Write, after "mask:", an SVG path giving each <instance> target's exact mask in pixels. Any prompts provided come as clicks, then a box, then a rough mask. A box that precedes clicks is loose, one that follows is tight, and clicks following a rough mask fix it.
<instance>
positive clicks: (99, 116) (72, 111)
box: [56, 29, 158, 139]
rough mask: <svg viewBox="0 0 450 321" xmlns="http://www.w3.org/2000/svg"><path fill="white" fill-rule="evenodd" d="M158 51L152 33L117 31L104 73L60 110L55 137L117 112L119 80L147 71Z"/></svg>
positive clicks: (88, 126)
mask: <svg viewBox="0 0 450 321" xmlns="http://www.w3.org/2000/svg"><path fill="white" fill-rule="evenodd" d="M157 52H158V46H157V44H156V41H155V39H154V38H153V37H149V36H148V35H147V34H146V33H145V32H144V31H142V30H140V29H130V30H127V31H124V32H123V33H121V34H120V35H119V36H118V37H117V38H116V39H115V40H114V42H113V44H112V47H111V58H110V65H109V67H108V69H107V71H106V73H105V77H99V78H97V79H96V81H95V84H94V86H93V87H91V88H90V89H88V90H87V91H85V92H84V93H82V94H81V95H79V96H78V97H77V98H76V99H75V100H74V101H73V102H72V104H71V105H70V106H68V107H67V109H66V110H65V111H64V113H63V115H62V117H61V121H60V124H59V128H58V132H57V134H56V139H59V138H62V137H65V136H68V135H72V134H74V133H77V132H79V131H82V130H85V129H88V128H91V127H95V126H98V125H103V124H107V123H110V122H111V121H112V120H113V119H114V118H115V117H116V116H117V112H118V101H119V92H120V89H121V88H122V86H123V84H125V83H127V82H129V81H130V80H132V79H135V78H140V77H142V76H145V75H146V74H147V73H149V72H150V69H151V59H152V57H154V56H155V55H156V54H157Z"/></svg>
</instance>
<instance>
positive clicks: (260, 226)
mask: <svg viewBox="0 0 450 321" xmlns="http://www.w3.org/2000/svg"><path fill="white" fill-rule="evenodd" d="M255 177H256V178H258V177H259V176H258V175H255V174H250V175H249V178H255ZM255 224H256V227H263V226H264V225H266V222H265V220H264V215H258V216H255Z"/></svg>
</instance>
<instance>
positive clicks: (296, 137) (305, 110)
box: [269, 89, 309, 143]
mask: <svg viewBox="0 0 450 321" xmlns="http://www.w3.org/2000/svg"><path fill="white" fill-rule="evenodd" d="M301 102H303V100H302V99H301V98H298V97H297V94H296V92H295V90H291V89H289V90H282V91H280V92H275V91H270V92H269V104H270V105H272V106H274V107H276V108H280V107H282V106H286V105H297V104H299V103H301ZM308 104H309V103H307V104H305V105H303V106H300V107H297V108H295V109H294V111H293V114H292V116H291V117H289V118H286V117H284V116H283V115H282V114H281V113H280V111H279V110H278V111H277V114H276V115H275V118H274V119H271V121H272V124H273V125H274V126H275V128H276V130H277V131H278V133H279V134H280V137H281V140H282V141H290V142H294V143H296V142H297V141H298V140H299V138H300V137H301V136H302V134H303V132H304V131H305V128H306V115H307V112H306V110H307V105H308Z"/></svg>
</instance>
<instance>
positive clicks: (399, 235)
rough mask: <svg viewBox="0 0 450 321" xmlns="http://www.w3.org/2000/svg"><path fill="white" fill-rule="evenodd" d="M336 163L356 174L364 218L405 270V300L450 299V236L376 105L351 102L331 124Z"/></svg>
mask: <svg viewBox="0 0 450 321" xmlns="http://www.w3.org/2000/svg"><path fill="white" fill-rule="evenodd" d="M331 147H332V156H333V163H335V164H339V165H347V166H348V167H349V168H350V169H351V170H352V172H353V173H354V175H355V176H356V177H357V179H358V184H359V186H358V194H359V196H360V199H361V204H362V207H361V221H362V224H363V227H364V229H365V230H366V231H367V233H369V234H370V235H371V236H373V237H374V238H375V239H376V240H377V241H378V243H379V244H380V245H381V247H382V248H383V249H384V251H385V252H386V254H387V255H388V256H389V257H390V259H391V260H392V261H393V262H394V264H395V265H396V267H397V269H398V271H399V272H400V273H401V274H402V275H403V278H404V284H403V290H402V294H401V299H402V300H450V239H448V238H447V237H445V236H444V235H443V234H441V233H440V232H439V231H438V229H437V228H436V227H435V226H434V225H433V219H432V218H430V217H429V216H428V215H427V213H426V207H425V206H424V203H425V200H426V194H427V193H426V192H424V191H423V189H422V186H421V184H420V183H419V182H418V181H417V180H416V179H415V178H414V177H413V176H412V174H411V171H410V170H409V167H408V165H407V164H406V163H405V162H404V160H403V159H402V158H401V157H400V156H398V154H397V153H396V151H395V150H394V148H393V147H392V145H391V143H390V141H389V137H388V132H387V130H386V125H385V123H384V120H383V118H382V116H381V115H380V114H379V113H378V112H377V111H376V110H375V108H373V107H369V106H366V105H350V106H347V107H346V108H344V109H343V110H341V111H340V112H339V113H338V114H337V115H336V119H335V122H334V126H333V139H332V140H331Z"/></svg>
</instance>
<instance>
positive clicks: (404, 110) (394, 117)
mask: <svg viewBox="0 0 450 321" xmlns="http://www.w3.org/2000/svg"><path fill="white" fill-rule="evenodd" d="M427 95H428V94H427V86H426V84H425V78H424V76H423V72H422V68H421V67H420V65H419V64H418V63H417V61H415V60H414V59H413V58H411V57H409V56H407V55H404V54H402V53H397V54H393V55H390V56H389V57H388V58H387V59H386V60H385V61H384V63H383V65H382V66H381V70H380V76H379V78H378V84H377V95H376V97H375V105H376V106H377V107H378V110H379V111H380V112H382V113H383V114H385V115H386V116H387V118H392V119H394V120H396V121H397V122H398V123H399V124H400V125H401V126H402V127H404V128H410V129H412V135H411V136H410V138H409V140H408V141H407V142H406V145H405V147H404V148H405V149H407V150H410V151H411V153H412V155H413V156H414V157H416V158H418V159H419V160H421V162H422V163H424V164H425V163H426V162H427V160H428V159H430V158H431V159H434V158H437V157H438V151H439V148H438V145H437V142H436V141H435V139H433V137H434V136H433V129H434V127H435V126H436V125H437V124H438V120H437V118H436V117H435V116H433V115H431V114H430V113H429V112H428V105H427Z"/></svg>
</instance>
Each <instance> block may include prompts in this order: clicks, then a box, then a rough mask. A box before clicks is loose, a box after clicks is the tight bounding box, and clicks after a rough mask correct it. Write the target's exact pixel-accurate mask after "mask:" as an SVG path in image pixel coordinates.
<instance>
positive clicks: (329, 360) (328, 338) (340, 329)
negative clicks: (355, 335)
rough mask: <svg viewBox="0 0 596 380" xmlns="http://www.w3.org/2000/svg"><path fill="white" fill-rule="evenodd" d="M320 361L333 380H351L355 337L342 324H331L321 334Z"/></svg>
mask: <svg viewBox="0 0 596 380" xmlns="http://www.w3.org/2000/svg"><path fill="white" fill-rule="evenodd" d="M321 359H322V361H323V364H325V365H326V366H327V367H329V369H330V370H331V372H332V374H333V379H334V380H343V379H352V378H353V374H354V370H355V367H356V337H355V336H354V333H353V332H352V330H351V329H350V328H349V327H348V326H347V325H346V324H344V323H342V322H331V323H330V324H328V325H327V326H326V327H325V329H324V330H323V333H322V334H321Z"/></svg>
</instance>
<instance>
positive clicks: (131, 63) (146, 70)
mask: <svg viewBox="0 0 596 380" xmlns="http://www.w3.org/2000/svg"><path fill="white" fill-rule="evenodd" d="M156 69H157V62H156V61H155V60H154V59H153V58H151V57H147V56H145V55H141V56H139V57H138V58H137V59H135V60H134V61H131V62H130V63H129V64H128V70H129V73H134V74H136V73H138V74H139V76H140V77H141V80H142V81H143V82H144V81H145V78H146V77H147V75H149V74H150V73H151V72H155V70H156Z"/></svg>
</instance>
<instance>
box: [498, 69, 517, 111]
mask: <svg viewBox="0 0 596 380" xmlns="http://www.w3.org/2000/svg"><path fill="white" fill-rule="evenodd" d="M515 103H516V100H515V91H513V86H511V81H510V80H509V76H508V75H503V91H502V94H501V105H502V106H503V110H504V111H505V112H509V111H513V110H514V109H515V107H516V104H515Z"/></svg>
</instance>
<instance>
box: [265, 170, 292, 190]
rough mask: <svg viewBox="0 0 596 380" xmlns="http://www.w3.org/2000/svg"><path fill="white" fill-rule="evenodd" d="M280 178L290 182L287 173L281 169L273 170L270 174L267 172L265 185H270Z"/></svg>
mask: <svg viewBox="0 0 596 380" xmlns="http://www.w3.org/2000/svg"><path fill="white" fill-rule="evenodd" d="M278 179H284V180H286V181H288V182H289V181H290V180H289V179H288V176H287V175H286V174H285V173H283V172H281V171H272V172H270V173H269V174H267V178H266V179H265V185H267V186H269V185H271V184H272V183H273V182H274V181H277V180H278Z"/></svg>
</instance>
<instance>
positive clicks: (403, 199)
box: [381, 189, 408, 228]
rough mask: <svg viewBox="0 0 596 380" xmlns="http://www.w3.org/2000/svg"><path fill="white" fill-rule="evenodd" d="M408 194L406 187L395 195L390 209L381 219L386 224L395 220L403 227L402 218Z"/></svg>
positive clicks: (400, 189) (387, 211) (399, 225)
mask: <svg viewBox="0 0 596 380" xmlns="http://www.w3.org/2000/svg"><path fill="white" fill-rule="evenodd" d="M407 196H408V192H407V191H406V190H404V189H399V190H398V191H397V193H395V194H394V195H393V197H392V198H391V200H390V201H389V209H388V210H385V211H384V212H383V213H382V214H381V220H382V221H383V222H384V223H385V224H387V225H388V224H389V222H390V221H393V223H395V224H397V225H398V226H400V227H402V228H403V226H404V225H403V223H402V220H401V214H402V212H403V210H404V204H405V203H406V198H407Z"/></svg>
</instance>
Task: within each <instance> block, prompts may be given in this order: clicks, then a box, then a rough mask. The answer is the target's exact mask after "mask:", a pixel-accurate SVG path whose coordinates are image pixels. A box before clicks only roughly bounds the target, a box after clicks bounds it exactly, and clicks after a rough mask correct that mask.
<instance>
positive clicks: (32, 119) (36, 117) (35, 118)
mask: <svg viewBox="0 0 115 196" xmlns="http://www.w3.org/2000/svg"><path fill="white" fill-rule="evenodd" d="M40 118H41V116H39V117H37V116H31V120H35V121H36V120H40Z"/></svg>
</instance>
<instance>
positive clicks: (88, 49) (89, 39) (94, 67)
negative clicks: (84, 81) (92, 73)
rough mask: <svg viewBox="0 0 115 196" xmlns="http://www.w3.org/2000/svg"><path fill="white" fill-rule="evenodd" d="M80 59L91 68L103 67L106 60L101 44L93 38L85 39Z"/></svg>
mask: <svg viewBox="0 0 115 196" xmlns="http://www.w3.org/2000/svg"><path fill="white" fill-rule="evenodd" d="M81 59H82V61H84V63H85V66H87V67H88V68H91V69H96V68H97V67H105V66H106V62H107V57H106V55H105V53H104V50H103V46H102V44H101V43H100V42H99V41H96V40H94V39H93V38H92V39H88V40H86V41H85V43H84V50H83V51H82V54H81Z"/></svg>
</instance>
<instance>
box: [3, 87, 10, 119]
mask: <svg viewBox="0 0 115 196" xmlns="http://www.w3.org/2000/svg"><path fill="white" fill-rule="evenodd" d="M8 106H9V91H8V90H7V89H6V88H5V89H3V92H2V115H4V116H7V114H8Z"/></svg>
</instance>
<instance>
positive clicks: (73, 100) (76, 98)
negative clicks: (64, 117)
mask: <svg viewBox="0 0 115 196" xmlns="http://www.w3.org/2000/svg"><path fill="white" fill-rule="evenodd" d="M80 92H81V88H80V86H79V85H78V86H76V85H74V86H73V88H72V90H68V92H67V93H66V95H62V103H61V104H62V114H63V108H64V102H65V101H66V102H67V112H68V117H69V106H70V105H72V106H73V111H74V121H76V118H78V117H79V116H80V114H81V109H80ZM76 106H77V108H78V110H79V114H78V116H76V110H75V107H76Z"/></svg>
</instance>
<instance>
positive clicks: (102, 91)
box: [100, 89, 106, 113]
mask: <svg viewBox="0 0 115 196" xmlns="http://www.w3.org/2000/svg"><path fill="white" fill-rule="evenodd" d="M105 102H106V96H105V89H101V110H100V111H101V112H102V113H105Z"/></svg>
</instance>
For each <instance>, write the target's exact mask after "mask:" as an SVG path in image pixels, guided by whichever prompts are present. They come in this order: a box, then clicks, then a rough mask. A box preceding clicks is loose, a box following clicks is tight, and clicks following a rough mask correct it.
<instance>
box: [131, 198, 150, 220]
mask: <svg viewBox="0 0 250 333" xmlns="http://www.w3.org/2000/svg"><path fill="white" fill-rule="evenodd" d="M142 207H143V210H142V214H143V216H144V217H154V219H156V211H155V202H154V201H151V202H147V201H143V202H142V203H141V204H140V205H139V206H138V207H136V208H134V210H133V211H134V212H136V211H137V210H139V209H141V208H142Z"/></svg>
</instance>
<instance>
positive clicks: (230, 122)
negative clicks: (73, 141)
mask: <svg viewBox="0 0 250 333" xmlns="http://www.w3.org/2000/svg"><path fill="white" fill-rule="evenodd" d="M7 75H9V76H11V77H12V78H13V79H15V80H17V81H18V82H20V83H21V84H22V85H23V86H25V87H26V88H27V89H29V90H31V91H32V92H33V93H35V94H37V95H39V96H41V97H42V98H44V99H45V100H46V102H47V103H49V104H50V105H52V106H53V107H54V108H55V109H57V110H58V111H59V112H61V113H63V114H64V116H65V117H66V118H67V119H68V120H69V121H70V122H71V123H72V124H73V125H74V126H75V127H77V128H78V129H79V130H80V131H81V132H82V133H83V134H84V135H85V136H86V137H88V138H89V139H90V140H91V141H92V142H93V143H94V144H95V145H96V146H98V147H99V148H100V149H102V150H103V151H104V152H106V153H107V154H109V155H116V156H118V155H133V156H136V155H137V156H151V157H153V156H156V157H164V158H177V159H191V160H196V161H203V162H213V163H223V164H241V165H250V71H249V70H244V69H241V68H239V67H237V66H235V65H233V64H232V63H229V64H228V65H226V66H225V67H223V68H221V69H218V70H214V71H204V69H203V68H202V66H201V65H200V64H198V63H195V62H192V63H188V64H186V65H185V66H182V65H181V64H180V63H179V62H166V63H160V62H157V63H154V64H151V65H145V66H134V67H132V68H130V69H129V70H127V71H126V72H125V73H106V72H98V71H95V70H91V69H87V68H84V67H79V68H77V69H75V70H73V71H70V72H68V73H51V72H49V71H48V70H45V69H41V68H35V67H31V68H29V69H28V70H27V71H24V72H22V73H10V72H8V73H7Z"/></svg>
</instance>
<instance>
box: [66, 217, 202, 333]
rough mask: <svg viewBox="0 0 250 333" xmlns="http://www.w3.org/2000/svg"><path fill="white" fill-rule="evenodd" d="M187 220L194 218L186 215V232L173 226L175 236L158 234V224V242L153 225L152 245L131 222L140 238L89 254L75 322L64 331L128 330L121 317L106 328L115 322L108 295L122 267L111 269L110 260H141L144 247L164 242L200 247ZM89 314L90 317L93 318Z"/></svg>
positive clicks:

______________________________

[TASK GOAL]
Reproduce the listing word for word from its first line up to and including the line with "51L152 33L117 31L104". Give no other lines.

[RESPONSE]
Write, after "mask:", an SVG path giving each <instance> target's exact mask in pixels. Any prompts provided come as clicks, then a box, then a rough mask. A box that precedes clicks is loose, one that follows is tight, and clicks following a rough mask fix it.
<instance>
positive clicks: (99, 116) (72, 111)
box: [56, 29, 158, 139]
rough mask: <svg viewBox="0 0 450 321" xmlns="http://www.w3.org/2000/svg"><path fill="white" fill-rule="evenodd" d="M158 51L152 33L117 31L104 73L60 110L55 137L117 112L119 80L147 71Z"/></svg>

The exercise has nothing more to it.